■ **Fragmento seleccionado**

*****

A la mañana siguiente, después de que le quitaran el tubo, entré en su habitación y lo encontré ofreciéndome su sonrisa de zorro.
«¡Feliz aniversario!», gritó.
Vino una enfermera con un pequeño pastel blanquecino, platos de papel y tenedores de plástico…
Otro aniversario de boda. Estamos leyendo el periódico en la terraza de nuestra suite, en un hotel de Nueva York. Es un impecable día de otoño. Nuestra hija de dos años está sentada feliz junto a nosotros, bebiendo un biberón. Se baja de la silla y se acuclilla, inspeccionando algo en el suelo. Se saca el biberón de la boca, me llama y señala un abejorro grande e inmóvil. Está alarmada y mueve la cabeza de arriba abajo, como si dijera: «¡No, no, no!».
«La abeja se ha parado —dice. Después da una orden—: Haz que empiece.»
Entonces ella creía que yo tenía el poder de reanimar a los muertos. No recuerdo qué le dije de la abeja. Lo que recuerdo son las palabras «Haz que empiece». Christopher la sentó en sus rodillas, la consoló y la distrajo cambiando de tema con su habitual humor. Lo mismo que haría, con todos sus hijos, muchos años después, cuando estaba enfermo.
Echo de menos su voz perfecta. La oigo día y noche, noche y día. Echo de menos las primeras vibraciones alegres de cuando se despertaba; las bajas octavas de «su voz de mañana», cuando me leía los fragmentos de los periódicos que lo escandalizaban o lo divertían; los registros complacidos o irritados (más bien irritados) cuando lo interrumpía mientras leía; los tonos de riff de jazz con los que hablaba en la radio desde el teléfono de la cocina mientras preparaba la comida; su saludo agudo y gorjeante cuando nuestra hija llegaba a casa del colegio; y su parloteo relajante y pianissimo cuando se retiraba a altas horas de la noche.

*****

■ **Enunciado del ejercicio**
Transcribe sin cambios el fragmento seleccionado, desde «Entonces ella creía» hasta «cuando estaba enfermo.».

*****

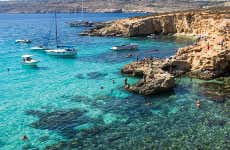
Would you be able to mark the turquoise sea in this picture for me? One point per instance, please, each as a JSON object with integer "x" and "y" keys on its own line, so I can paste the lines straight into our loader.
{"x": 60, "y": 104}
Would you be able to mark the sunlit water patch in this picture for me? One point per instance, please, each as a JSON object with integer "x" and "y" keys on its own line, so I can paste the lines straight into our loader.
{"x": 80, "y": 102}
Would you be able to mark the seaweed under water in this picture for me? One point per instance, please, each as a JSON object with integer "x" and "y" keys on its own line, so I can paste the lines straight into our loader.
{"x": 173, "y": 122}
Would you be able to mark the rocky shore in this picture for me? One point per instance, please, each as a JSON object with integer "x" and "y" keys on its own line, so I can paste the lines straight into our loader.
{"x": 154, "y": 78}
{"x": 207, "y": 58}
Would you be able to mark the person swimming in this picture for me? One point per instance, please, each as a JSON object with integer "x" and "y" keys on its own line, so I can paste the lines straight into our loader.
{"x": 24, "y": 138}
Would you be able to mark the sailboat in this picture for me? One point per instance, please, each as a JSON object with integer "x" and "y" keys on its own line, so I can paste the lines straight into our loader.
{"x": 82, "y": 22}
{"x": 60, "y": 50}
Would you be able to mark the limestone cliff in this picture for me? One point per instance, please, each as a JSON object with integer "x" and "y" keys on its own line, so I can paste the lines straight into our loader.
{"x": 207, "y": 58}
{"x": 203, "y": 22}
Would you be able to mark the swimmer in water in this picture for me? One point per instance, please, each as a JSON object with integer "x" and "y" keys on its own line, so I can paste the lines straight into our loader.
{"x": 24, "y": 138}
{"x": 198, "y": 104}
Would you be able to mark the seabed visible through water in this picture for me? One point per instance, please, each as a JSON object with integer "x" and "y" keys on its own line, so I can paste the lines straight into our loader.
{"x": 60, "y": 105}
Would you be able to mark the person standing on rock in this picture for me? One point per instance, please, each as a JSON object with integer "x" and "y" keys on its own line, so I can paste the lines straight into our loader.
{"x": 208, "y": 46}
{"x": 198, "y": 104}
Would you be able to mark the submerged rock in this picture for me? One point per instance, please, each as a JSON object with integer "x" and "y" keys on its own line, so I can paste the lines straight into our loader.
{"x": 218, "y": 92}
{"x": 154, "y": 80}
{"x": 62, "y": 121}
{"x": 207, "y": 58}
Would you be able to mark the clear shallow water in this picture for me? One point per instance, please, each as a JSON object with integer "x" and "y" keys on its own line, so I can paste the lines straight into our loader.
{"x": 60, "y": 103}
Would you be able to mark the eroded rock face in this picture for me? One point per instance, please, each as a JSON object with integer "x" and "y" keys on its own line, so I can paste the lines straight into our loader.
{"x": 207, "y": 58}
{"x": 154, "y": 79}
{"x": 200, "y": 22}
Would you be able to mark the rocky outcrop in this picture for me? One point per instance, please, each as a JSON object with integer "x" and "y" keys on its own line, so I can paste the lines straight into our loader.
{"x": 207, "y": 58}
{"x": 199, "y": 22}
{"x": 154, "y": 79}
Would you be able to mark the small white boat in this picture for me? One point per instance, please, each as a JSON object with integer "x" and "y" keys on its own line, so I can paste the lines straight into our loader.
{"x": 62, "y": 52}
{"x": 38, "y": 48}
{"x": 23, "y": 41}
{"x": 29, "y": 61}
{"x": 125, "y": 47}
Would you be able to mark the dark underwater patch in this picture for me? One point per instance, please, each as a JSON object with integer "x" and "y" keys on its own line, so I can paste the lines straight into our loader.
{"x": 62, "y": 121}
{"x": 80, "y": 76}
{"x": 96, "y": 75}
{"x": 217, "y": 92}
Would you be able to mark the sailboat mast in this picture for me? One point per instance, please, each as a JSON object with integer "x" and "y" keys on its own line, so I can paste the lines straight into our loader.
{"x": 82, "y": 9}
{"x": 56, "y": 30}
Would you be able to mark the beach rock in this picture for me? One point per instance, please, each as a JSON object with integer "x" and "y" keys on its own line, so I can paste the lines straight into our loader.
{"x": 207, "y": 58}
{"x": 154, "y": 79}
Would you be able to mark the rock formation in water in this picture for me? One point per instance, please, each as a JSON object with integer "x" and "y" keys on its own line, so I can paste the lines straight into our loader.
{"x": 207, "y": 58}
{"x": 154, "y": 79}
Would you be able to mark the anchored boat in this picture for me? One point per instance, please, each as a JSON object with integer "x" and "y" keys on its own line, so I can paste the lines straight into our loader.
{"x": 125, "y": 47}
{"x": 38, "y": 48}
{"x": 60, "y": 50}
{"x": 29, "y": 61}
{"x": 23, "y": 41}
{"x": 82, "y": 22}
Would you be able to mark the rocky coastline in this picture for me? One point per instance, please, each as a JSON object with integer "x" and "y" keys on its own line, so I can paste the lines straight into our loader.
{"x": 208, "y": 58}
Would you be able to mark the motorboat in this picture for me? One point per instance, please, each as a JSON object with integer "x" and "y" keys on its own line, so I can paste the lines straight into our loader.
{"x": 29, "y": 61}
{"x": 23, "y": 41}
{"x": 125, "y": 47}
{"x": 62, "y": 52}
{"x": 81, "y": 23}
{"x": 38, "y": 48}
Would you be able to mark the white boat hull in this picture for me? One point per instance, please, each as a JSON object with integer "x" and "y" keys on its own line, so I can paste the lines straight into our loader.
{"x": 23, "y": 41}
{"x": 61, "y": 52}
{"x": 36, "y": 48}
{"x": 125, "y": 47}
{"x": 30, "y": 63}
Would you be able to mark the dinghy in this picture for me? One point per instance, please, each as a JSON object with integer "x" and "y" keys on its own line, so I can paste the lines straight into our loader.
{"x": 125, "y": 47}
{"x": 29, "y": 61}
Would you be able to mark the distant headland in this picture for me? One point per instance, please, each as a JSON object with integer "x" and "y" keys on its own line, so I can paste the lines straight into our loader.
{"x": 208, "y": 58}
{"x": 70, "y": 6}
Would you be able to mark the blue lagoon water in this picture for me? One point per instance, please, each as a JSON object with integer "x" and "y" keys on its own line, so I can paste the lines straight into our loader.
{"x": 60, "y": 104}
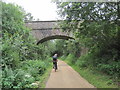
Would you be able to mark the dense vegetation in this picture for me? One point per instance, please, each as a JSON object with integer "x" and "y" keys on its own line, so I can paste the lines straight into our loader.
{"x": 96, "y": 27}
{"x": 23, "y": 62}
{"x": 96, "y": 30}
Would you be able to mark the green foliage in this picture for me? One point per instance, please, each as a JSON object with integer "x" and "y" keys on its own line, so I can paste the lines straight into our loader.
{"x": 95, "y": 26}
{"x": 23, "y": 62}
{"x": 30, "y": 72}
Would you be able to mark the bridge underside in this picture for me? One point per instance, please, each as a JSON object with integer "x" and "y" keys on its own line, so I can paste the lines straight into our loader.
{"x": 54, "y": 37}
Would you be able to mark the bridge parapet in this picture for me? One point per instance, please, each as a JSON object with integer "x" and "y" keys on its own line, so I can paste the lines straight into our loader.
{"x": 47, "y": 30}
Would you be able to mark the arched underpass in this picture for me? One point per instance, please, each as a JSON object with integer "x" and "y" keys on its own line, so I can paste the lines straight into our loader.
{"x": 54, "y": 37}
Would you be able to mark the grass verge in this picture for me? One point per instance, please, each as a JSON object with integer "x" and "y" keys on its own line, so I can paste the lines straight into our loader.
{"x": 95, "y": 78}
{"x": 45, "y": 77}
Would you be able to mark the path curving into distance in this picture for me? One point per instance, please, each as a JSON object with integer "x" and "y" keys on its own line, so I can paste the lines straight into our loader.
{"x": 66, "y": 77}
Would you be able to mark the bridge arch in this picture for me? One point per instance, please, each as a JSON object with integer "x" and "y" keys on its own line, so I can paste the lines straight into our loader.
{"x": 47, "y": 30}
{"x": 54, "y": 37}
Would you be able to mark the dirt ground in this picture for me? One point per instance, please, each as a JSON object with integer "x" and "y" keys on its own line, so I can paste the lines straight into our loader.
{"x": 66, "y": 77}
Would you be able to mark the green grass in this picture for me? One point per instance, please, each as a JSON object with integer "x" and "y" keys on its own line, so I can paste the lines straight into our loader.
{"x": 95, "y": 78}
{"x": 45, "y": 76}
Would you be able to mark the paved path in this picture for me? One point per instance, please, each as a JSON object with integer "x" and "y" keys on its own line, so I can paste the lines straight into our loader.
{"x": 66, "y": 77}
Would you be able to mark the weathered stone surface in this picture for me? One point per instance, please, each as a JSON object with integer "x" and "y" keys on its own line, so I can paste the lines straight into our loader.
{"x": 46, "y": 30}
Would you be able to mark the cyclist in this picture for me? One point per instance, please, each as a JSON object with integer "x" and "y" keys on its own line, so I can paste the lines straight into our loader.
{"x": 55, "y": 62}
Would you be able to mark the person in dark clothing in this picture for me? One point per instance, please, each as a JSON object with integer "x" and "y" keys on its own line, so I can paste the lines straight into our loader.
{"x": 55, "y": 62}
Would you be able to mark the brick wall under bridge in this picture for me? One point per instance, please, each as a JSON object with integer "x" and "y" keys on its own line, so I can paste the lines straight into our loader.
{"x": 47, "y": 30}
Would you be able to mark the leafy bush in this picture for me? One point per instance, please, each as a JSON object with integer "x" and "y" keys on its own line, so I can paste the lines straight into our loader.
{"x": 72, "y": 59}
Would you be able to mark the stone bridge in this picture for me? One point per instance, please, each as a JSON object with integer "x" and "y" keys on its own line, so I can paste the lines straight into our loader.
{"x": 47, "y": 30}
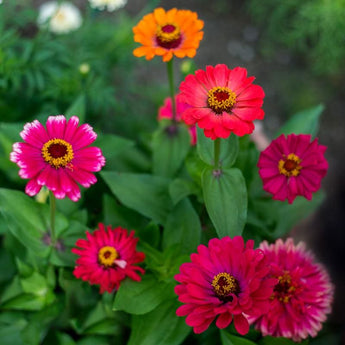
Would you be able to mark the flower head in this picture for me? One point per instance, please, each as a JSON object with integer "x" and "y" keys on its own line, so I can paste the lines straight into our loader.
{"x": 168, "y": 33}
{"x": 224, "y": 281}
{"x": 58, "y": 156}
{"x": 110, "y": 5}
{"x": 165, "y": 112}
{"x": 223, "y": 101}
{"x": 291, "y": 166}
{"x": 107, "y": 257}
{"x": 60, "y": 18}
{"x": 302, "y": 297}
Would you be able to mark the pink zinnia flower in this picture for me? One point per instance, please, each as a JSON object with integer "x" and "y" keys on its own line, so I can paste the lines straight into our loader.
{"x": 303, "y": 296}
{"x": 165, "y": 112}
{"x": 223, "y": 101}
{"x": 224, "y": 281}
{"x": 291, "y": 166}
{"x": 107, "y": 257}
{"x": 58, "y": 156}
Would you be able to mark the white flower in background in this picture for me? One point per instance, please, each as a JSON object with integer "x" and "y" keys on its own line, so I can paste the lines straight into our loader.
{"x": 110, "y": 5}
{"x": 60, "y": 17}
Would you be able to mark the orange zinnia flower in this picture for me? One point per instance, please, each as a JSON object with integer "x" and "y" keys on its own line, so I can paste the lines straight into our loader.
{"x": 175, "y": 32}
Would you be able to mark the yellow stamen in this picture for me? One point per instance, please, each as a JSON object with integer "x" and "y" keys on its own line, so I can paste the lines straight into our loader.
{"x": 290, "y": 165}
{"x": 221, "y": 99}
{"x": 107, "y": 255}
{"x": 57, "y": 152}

*****

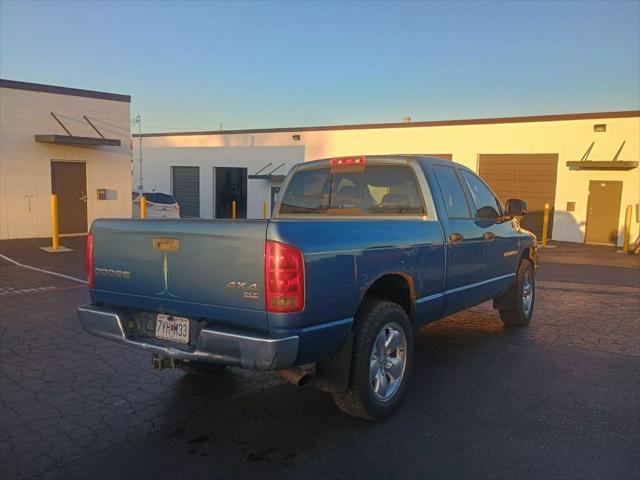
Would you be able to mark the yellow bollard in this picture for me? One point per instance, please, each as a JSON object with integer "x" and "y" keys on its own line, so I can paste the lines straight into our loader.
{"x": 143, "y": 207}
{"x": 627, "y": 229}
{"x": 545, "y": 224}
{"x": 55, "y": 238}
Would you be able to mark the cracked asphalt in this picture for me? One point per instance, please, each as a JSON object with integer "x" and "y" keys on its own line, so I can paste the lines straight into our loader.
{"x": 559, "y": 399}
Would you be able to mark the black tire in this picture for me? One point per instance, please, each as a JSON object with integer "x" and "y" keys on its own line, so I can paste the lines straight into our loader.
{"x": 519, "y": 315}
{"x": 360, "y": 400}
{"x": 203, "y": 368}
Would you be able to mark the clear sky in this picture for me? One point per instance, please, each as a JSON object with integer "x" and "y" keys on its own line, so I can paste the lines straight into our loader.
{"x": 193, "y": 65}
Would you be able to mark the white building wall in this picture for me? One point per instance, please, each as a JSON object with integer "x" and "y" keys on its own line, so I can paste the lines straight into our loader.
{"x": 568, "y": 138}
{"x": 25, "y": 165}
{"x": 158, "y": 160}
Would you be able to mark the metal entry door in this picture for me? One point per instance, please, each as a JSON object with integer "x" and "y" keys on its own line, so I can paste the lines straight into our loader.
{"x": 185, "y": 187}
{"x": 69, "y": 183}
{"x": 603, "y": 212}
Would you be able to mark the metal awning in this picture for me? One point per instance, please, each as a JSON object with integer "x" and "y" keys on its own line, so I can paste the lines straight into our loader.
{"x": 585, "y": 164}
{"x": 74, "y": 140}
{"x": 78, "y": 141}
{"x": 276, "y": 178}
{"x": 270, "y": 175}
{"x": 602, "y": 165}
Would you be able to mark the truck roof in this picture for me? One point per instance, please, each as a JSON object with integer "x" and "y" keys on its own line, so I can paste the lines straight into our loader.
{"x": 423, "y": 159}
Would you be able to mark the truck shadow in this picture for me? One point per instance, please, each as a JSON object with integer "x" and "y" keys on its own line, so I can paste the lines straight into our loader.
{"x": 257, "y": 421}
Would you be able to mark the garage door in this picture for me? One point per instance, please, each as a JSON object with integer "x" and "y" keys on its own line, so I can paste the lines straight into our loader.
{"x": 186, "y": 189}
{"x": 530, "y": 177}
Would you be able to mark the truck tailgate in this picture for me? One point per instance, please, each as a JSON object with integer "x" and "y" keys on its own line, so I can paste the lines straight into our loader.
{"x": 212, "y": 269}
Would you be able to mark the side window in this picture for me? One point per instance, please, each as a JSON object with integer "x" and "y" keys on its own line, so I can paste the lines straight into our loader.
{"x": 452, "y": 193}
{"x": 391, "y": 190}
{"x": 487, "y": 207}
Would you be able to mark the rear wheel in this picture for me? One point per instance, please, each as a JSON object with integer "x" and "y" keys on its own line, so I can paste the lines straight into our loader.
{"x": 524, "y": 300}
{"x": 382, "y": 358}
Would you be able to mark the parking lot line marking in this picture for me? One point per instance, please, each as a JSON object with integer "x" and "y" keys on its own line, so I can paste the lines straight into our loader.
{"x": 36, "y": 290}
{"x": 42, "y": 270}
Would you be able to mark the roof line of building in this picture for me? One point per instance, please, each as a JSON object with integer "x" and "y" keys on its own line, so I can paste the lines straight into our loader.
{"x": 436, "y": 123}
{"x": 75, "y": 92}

*****

■ **Solución del ejercicio**
Entonces ella creía que yo tenía el poder de reanimar a los muertos. No recuerdo qué le dije de la abeja. Lo que recuerdo son las palabras «Haz que empiece». Christopher la sentó en sus rodillas, la consoló y la distrajo cambiando de tema con su habitual humor. Lo mismo que haría, con todos sus hijos, muchos años después, cuando estaba enfermo.